Source text:
Segment Open
According to historian Diane Ravitch in her book The Great School Wars, Butler was the “field marshal of the educational reform movement,” who became known around the country as an “incisive and outspoken advocate of the professionalism of education.” And his school, Teachers College, Columbia University, went on to become the grandfather of all education schools and one of the leading intellectual influences on the development of the teaching profession in the United States.

Today, a new education reformer sits in the president’s office in a large stone hall on the college’s campus in the city’s Morningside Heights neighborhood.

Equally accomplished at a young age, equally respected as a national voice in education, 47-year-old Arthur E. Levine shares perhaps one more characteristic with Butler. It’s his desire, as he puts it, to “build things.”

Levine knows something about building things. As president of Bradford College--a position he attained in 1982 at the age of 34--he turned a small Massachusetts liberal-arts college on the brink of closure into a respected school with a comprehensive curriculum.

But the task of building things at a place like Teachers College is not quite so straightforward. The school, true to its longstanding tradition, already boasts a world-class faculty and top-notch programs. The college and its reputation are perhaps best reflected in its main hall on 120th Street: a solid, dignified, and somewhat imposing structure.

When it comes to building things at Teachers College, then, Levine’s job is not so much creating as it is nourishing what already exists. It’s also a job of redefining and providing leadership for schools of education around the country, at a time when such schools are under intense scrutiny.

Levine appears eager to take on that project and is prepared to do it with some urgency. “We have one of those rare opportunities in which we can substantially improve the quality of education in the United States. It’s the kind of thing that Teachers College did historically,” he says. “We have five years, maybe, to change the basic model of what education schools do and to make a real difference in schools in this country. Because my fear is, if we don’t take advantage of this opportunity, the country and our leaders will turn their backs on public education.”

A conviction, certainly, that would have made Nicholas Murray Butler proud.

Arthur Elliott Levine was born in 1948 in New York City to parents who, although they had not gone to college themselves, remained steadfast in their belief that their son would attain that level of education. “It was not so much an order as a fact of life, somewhat akin to hearing we were going to have breakfast tomorrow,” Levine recalls in his most recent book, Beating the Odds: How the Poor Get to College.
Segment Closed
(Point-per-instance localization data)
Segment Open
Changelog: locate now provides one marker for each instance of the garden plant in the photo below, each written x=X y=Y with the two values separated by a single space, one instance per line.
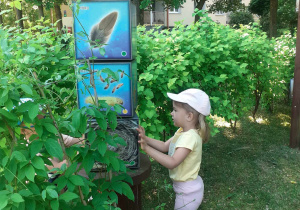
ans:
x=241 y=69
x=38 y=63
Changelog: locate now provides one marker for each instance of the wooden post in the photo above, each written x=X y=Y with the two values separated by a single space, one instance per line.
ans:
x=295 y=121
x=167 y=17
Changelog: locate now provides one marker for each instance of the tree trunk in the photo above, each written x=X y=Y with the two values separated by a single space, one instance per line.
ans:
x=295 y=119
x=139 y=13
x=19 y=17
x=141 y=17
x=58 y=16
x=273 y=17
x=199 y=6
x=1 y=19
x=41 y=11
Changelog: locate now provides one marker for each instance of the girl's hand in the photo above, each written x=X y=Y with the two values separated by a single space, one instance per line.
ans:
x=142 y=138
x=143 y=144
x=141 y=131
Segment Closed
Tasks to carry out:
• 1. In the passage about Arthur E. Levine, why is his job at Teachers College described as more about nourishing than creating? Answer in one to three sentences.
• 2. Reproduce the passage about Arthur E. Levine from "Levine appears eager" up to and including "Murray Butler proud.".

Per-task outputs:
• 1. Teachers College already boasts a world-class faculty and top-notch programs, true to its longstanding tradition. Levine's task there is therefore less about creating and more about nourishing what already exists.

• 2.
Levine appears eager to take on that project and is prepared to do it with some urgency. “We have one of those rare opportunities in which we can substantially improve the quality of education in the United States. It’s the kind of thing that Teachers College did historically,” he says. “We have five years, maybe, to change the basic model of what education schools do and to make a real difference in schools in this country. Because my fear is, if we don’t take advantage of this opportunity, the country and our leaders will turn their backs on public education.”

A conviction, certainly, that would have made Nicholas Murray Butler proud.